__WHAT YOU NEED TO DO__
Pull out each line of the records below that contains the word "sign", and copy those lines unchanged.

__GIVEN RECORDS__

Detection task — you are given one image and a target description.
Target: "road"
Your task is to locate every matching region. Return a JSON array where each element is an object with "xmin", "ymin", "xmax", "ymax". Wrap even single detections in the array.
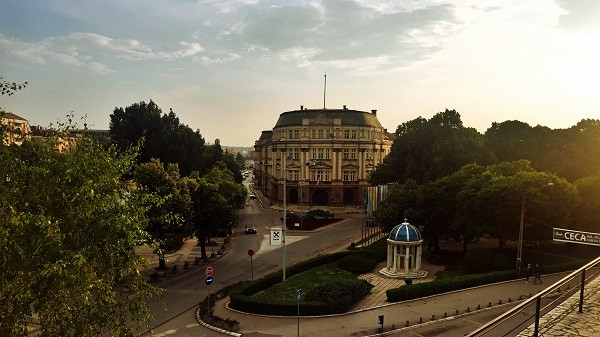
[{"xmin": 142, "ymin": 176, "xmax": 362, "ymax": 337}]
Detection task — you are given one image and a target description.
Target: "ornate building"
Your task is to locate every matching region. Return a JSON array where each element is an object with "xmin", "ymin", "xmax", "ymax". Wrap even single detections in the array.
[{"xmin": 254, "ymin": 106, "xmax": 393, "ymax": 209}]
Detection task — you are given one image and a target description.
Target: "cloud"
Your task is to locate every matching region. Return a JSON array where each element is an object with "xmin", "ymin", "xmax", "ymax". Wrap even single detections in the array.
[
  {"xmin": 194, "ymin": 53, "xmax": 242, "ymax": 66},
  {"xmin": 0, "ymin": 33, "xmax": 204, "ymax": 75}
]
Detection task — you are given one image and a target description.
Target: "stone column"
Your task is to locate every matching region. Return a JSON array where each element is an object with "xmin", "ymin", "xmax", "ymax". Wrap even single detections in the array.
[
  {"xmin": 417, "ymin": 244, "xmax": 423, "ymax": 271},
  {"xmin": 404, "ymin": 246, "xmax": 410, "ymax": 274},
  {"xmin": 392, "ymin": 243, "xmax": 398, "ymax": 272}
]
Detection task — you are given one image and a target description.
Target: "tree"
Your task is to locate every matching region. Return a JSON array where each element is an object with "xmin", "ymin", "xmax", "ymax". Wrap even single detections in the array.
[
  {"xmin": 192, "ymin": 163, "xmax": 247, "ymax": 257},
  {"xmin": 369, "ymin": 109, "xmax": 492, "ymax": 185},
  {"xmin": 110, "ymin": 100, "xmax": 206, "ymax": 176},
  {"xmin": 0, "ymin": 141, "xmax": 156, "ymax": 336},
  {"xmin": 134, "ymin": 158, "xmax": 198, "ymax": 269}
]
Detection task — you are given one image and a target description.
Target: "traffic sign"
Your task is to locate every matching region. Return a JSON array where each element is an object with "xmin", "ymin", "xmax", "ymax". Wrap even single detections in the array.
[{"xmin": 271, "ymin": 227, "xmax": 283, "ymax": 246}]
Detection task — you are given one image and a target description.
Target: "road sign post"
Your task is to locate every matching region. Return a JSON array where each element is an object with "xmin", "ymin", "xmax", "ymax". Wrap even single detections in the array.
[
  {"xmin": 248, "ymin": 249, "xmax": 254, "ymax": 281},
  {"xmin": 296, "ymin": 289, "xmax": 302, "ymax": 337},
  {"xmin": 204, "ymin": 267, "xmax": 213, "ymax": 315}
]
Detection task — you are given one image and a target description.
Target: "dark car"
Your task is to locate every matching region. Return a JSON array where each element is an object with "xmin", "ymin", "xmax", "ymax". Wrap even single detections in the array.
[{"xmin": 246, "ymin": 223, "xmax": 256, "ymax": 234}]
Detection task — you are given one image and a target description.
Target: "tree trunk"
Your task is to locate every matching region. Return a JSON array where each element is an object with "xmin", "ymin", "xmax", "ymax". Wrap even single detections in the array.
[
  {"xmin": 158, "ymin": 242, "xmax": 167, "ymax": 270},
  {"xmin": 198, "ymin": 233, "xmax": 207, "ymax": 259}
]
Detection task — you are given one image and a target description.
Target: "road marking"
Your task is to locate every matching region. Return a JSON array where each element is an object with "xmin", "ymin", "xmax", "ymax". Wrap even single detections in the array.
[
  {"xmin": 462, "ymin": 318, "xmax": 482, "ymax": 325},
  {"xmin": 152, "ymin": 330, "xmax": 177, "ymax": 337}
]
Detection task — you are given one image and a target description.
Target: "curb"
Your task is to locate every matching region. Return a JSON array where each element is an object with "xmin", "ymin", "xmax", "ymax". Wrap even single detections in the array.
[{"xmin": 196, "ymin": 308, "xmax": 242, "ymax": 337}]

__WRITTEN SOLUTION__
Target: "traffic sign"
Target: "road sign post"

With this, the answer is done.